>> Begin DATA FOR THE TASK
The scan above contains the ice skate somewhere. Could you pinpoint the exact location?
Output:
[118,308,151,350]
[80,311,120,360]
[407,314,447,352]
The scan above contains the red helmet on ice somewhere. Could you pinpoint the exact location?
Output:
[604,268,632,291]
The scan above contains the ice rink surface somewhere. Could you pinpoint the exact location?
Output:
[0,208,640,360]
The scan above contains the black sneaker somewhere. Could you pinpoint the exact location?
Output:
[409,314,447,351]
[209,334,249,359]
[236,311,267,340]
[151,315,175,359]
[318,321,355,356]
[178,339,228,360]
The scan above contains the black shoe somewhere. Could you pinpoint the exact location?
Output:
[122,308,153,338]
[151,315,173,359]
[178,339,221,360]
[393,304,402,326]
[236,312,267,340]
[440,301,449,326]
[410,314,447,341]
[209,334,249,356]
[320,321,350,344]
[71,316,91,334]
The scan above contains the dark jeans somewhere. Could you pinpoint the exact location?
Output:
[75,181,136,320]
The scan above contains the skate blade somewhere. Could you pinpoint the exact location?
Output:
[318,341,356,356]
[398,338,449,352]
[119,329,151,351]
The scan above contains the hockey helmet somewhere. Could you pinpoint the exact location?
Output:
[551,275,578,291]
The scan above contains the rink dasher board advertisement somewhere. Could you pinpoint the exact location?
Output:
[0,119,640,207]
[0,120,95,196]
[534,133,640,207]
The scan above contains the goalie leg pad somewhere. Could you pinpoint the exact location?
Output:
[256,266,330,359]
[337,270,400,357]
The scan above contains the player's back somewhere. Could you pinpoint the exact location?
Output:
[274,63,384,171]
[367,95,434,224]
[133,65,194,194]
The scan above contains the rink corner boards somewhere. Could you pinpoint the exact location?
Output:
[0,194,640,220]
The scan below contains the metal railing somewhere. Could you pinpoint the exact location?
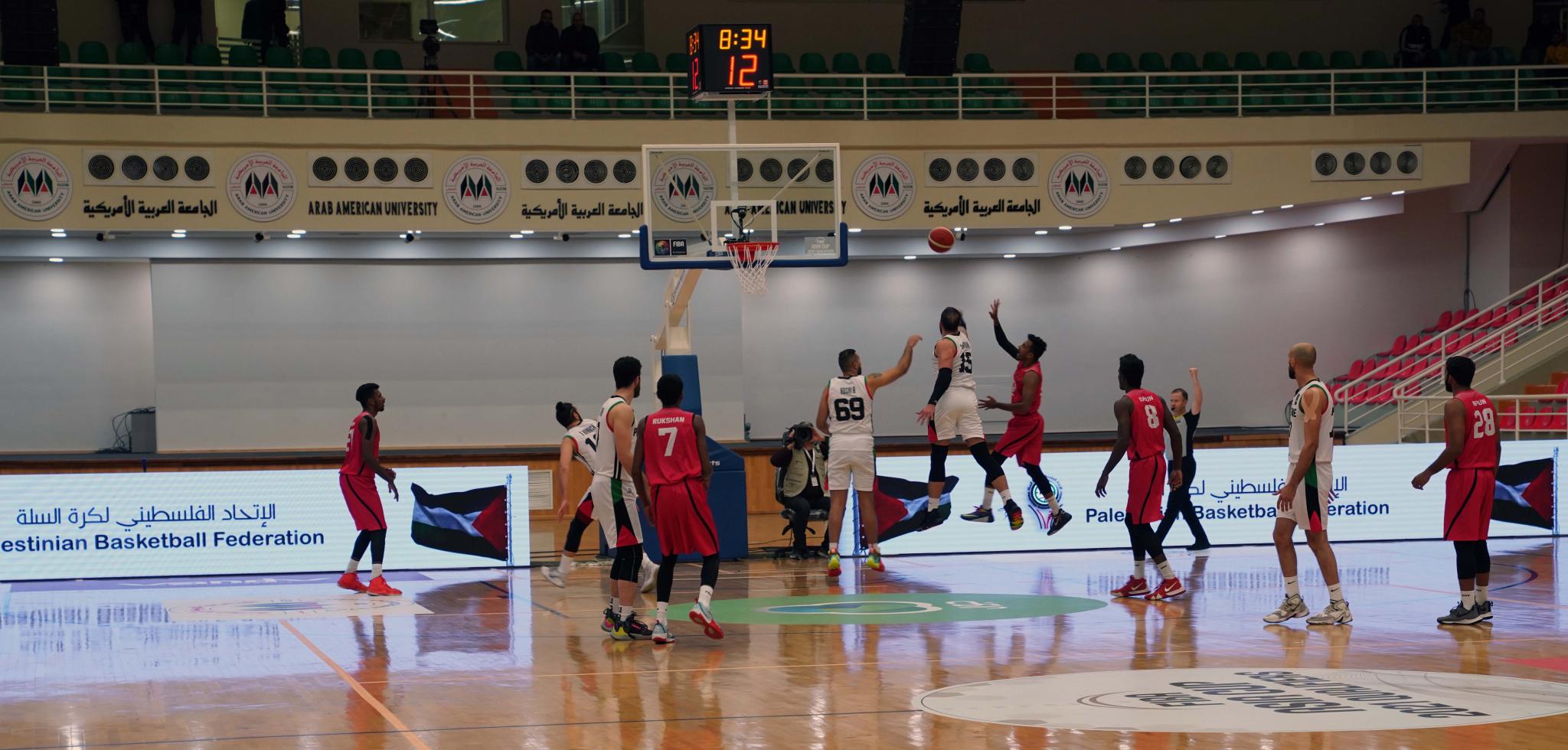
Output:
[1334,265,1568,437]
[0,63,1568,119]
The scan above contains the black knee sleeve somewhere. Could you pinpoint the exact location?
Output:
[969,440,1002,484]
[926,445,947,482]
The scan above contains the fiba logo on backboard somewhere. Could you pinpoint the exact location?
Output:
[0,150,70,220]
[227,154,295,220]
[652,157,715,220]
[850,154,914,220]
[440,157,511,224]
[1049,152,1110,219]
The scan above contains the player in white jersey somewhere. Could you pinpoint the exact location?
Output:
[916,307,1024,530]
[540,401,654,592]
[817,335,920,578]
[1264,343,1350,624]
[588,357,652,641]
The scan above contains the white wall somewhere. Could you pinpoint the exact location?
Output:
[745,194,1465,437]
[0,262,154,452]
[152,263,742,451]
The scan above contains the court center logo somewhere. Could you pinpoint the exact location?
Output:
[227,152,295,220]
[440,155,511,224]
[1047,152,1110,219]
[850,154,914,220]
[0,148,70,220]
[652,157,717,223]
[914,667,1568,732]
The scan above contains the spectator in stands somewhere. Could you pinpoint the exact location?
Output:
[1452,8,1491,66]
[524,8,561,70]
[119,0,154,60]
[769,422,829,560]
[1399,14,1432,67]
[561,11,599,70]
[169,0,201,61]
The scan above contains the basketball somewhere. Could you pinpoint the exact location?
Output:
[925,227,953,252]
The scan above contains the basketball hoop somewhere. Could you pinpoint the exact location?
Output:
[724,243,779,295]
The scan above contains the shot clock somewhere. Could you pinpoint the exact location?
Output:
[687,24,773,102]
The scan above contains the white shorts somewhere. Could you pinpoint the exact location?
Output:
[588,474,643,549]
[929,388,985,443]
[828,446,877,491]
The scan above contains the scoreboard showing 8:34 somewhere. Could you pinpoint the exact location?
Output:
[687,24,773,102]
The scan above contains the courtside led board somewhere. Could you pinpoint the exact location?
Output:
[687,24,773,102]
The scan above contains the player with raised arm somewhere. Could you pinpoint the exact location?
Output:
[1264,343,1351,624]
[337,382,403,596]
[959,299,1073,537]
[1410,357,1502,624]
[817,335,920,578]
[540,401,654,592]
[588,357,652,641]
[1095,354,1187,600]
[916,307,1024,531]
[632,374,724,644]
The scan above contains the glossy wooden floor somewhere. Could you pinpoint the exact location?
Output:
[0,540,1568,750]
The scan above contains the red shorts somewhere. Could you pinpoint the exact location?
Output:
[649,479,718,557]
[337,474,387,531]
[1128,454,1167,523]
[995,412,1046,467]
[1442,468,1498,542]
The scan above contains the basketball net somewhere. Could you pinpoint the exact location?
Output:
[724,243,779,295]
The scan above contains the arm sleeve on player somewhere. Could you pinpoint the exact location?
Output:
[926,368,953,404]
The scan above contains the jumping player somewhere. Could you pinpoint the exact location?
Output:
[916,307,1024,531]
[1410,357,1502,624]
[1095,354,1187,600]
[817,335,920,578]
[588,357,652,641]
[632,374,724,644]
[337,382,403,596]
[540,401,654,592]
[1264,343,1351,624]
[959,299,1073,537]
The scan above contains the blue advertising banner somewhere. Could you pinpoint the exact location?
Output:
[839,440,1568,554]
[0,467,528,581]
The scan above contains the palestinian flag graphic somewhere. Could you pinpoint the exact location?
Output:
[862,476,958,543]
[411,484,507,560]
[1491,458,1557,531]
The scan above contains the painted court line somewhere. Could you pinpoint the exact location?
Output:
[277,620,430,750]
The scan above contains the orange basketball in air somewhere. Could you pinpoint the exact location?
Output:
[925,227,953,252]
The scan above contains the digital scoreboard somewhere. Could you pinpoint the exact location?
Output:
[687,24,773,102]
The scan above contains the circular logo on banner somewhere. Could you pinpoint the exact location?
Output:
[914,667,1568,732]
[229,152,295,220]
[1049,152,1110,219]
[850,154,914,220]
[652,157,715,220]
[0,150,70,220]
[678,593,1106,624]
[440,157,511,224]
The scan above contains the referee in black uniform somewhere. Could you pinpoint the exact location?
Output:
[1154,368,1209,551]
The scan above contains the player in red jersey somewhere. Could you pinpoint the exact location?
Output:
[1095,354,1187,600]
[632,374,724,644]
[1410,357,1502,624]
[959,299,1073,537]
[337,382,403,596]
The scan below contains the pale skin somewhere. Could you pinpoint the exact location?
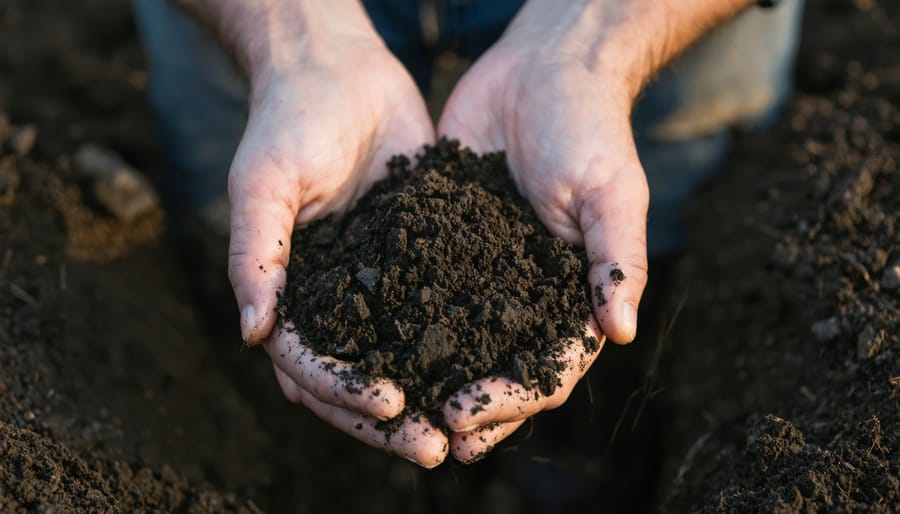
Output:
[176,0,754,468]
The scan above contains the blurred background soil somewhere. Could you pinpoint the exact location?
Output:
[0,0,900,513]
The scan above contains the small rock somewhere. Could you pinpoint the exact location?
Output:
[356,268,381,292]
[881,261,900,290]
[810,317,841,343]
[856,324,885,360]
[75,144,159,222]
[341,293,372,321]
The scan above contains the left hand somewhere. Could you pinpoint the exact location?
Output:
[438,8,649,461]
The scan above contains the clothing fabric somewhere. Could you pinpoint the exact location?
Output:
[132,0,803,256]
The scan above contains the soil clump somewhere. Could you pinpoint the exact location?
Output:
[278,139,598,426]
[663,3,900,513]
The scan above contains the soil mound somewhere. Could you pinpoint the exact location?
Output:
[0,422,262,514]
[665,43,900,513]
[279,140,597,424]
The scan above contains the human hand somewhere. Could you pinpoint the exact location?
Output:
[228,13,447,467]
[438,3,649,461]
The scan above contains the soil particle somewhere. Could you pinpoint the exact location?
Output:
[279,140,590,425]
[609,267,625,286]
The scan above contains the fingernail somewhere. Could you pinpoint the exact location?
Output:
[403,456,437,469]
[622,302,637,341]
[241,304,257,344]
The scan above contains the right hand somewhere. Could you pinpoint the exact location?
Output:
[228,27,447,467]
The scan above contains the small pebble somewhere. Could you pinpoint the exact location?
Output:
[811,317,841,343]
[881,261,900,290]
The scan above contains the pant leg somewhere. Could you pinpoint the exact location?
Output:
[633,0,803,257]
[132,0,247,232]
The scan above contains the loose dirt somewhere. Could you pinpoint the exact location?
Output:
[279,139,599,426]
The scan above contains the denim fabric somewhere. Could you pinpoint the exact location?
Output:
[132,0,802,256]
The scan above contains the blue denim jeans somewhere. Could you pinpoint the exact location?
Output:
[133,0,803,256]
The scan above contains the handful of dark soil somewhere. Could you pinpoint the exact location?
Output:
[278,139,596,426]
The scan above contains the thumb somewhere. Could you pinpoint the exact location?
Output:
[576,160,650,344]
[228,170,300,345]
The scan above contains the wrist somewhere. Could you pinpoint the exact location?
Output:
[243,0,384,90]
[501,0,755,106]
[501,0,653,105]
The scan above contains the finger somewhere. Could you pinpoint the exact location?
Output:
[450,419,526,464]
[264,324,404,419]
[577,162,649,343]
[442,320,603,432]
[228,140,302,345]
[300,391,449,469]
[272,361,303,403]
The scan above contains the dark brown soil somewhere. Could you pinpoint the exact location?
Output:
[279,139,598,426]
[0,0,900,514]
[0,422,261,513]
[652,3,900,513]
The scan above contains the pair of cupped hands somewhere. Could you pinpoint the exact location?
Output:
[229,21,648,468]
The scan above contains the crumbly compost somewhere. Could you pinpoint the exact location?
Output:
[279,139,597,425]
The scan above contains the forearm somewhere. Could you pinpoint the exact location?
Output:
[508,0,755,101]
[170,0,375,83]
>> End DATA FOR THE TASK
● **TASK TO COMPLETE**
Render the lines of the records as a Markdown table, starting with the line that contains "The scan above contains the spectator" and going on through the line that contains "[169,0,201,61]", and include only those lines. Use a Row column holding a running number and a Text column holding each line, and leave out blank lines.

● **ANSWER TO THE PROBLEM**
| Row | Text |
|---|---|
| 1 | The scan above contains the spectator in stands somewhere. Could you pinpoint the exact location? |
| 2 | Output: |
| 3 | [1452,8,1491,66] |
| 4 | [524,8,561,70] |
| 5 | [119,0,154,60] |
| 6 | [769,422,829,560] |
| 7 | [1399,14,1432,67] |
| 8 | [561,11,599,70] |
| 9 | [169,0,201,61] |